* Assignment *
Every record must reappear in the answer exactly as given.

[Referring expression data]

------------------------------------------------------------

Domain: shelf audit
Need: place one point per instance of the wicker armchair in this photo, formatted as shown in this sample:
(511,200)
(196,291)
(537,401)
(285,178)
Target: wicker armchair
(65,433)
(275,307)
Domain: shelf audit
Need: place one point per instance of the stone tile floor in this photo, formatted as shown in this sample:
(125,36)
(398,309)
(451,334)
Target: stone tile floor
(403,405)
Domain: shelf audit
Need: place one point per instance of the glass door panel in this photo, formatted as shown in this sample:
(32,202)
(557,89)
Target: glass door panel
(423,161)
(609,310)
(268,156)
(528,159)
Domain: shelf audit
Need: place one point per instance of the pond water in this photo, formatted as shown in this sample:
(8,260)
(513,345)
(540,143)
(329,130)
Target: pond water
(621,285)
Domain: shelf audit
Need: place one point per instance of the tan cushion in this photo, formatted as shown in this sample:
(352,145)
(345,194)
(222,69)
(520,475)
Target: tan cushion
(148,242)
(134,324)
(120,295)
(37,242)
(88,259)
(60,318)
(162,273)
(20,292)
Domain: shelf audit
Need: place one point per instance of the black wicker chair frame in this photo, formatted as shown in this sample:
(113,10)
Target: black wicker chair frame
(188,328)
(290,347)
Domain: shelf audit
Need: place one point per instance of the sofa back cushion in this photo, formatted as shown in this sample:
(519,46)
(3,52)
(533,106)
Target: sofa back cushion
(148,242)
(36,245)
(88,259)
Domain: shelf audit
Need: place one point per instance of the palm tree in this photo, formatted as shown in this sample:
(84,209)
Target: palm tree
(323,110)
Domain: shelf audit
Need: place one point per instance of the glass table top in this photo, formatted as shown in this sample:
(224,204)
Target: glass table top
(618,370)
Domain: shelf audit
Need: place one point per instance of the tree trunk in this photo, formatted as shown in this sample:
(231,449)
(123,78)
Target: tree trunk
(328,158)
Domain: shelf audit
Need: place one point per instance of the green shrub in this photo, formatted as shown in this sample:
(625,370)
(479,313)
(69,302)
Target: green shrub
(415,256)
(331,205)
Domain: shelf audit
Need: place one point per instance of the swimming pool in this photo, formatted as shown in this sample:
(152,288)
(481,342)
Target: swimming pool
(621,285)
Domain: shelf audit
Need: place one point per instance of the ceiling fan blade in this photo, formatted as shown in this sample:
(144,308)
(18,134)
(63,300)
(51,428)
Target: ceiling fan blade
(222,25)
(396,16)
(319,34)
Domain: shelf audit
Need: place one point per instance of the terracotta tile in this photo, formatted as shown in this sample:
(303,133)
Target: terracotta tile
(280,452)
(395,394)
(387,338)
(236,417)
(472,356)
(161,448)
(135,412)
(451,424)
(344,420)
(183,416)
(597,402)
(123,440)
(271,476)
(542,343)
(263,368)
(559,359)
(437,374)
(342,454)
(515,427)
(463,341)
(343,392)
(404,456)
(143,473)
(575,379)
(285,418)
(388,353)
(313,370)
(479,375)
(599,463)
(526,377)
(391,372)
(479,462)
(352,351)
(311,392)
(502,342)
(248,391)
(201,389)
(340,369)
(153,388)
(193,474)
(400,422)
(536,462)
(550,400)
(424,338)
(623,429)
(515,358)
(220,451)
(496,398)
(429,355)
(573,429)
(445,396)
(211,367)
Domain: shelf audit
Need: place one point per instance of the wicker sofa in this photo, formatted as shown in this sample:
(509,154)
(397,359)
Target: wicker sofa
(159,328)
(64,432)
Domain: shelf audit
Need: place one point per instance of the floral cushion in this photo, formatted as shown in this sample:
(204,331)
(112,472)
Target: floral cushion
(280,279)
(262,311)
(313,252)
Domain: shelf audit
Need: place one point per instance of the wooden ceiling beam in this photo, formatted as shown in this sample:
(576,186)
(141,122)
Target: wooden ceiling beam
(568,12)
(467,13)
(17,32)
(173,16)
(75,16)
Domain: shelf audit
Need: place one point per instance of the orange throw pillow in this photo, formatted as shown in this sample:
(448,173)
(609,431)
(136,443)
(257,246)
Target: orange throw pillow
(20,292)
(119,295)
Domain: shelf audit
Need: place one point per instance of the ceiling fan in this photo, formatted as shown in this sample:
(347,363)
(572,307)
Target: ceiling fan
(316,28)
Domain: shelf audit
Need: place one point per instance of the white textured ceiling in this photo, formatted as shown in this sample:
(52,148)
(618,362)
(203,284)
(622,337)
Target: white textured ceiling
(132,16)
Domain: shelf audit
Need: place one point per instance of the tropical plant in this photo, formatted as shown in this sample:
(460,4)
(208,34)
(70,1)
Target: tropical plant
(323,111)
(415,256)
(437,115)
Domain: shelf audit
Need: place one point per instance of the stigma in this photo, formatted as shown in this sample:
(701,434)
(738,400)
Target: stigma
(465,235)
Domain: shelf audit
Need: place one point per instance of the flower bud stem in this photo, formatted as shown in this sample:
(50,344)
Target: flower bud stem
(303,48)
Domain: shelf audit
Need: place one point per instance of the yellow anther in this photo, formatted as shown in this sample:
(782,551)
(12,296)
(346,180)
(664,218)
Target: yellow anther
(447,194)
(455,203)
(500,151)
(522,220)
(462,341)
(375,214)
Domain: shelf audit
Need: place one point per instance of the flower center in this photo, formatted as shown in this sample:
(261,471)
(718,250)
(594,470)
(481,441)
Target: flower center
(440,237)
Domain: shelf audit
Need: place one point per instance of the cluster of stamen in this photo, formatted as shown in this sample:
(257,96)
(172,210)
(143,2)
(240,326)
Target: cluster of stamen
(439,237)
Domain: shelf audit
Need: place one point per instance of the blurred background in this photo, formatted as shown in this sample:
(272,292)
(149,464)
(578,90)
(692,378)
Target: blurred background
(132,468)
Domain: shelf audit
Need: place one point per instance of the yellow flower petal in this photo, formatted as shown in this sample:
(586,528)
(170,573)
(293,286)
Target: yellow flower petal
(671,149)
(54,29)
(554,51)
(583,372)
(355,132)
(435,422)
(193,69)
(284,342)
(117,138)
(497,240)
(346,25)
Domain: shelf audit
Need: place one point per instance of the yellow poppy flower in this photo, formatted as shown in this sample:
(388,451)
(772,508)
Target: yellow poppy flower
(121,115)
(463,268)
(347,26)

------------------------------------------------------------

* Task solution *
Domain: shelf audit
Need: place one point per instance of the wicker armchair in this photo, formatted as shown in this sample:
(511,200)
(196,291)
(537,401)
(285,178)
Target: wicker armchair
(65,433)
(275,307)
Domain: shelf audit
Need: place one point per instance of the stone tile floor in this photo, formatted as shown in this sample:
(125,36)
(398,309)
(451,334)
Target: stone tile floor
(403,405)
Domain: shelf audit
Need: place one point per instance of the glass door panel in this photo, formatted as shown in this sample:
(32,202)
(557,89)
Target: glass door panel
(423,161)
(609,310)
(268,156)
(528,159)
Domain: shelf audit
Need: place one point per instance of the pond water in this photo, formatted as shown in this sample:
(8,260)
(513,345)
(540,143)
(329,130)
Target: pond water
(621,285)
Domain: shelf audit
Need: place one point per instance of the tan cushion in this photo, formatted as shown in this sample:
(352,145)
(345,194)
(222,69)
(520,475)
Target: tan cushion
(148,242)
(134,324)
(120,295)
(37,242)
(88,259)
(60,318)
(162,273)
(20,292)
Domain: shelf audit
Need: place one point per instance of the black wicker chair frame in this photo, formatted as shown in this sample:
(113,10)
Target: black wicker chair frame
(188,328)
(290,347)
Domain: shelf audit
Need: place one point per instance of the sofa back cushion in this photo, formatted as shown in this sample:
(519,46)
(3,52)
(533,106)
Target: sofa back cushion
(148,242)
(36,245)
(88,259)
Domain: shelf audit
Need: place one point per instance of the palm tree in this photo, formatted as shown in this sample:
(84,209)
Target: palm tree
(323,110)
Domain: shelf audit
Need: place one point per instance of the glass table top in this photo, formatted as shown in this sample:
(224,204)
Target: glass table top
(618,370)
Domain: shelf audit
Need: place one point per instance of the tree trunk in this photo, formatted as shown in this sample:
(231,449)
(123,78)
Target: tree trunk
(328,158)
Domain: shelf audit
Need: place one point per instance of the green shrub in this photo, formatted as shown in this sample:
(625,370)
(479,313)
(69,302)
Target: green shrub
(415,256)
(331,205)
Domain: shelf audit
Need: place one point per instance of the swimming pool in this photo, formatted as shown in this sample:
(152,288)
(481,342)
Target: swimming pool
(621,285)
Domain: shelf audit
Need: place one point per instance of the ceiling fan blade in this photo, formatted as shown in this sample:
(144,308)
(18,134)
(63,300)
(51,428)
Target: ceiling fan blade
(222,25)
(396,16)
(319,34)
Domain: shelf audit
Need: place one point per instance of the terracotta tile in this photo, formatted as shown in this sample:
(303,133)
Target: terracotta tile
(280,452)
(395,394)
(387,338)
(236,417)
(472,356)
(161,448)
(135,412)
(451,424)
(344,420)
(183,416)
(597,402)
(123,440)
(271,476)
(542,343)
(263,368)
(559,359)
(437,374)
(342,454)
(515,427)
(463,341)
(343,392)
(404,456)
(143,473)
(575,379)
(285,418)
(388,353)
(313,370)
(479,375)
(599,463)
(526,377)
(391,372)
(479,462)
(352,351)
(311,392)
(502,342)
(248,391)
(201,389)
(340,369)
(153,388)
(193,474)
(400,422)
(536,462)
(550,400)
(424,338)
(623,429)
(515,358)
(220,451)
(496,398)
(429,355)
(573,429)
(445,396)
(211,367)
Domain: shelf audit
Need: place one point per instance of the wicker sofa in this photo, formatted as shown in this sample:
(509,154)
(397,359)
Target: wicker sofa
(159,328)
(64,432)
Domain: shelf audit
Need: place one point per instance of the floral cushion in this photo, formatted as shown in this sample:
(204,331)
(112,472)
Target: floral cushion
(280,279)
(262,311)
(313,252)
Domain: shelf audit
Need: place one point per instance of the wooden ceiling beam in this photo, formatted as shown in this sample:
(576,186)
(141,122)
Target: wooden ceiling beam
(568,12)
(467,13)
(17,32)
(173,16)
(75,16)
Domain: shelf audit
Need: place one point per instance of the orange throw pillow in this photo, formatted as shown in this sample:
(448,173)
(609,431)
(136,443)
(257,246)
Target: orange throw pillow
(20,292)
(119,295)
Domain: shelf audit
Need: place one point per instance of the ceiling fan in this photo, formatted as shown in this sample:
(347,363)
(572,307)
Target: ceiling fan
(316,28)
Domain: shelf audit
Need: place one point per instance of the white textured ceiling in this photo, formatted as shown in this sample:
(52,148)
(618,362)
(203,284)
(622,337)
Target: white textured ceiling
(132,16)
Domain: shelf audit
Need: place one point per instance of the tropical plant in this photo, formatted as shown in this sample:
(460,4)
(208,34)
(70,1)
Target: tropical plant
(323,111)
(415,256)
(437,115)
Domain: shelf audit
Need: place one point per instance of the stigma in this photo, formatted as shown in this sample:
(701,434)
(738,400)
Target: stigma
(465,235)
Domain: shelf audit
Need: place one point per instance of the flower bud stem in this photo, formatted as shown in this sample:
(50,344)
Target: flower bud stem
(303,48)
Domain: shelf audit
Need: place one point per instance of the yellow anther in this photo, formatted as shown in this sample:
(782,551)
(12,296)
(346,180)
(664,218)
Target: yellow anther
(447,194)
(455,203)
(500,151)
(522,220)
(462,341)
(375,214)
Domain: shelf audit
Need: place one point per instance of the flower center in this photo, formatted as shown in this sample:
(261,471)
(718,250)
(594,470)
(481,441)
Target: flower center
(440,237)
Domain: shelf audit
Need: place one point per instance of the cluster of stamen in this photo, formatted as shown in this sample:
(257,96)
(172,210)
(143,2)
(240,326)
Target: cluster of stamen
(439,237)
Domain: shelf audit
Need: place one point per instance of the blurred background in this photo, formatted as shown in this sample:
(272,292)
(149,464)
(578,90)
(692,378)
Target: blurred background
(132,468)
Domain: shelf audit
Need: place one point per instance of the yellow flower petal in this photo, formatted as shown in this sample:
(586,528)
(170,573)
(293,286)
Target: yellow flower petal
(671,149)
(54,29)
(554,51)
(583,372)
(355,132)
(435,422)
(193,69)
(284,342)
(117,138)
(497,240)
(346,25)
Domain: shelf audit
Need: place one point per instance of the yellow poppy flower in this photo, formatted as shown in this sample:
(388,451)
(772,508)
Target: yellow poppy flower
(121,115)
(463,268)
(347,26)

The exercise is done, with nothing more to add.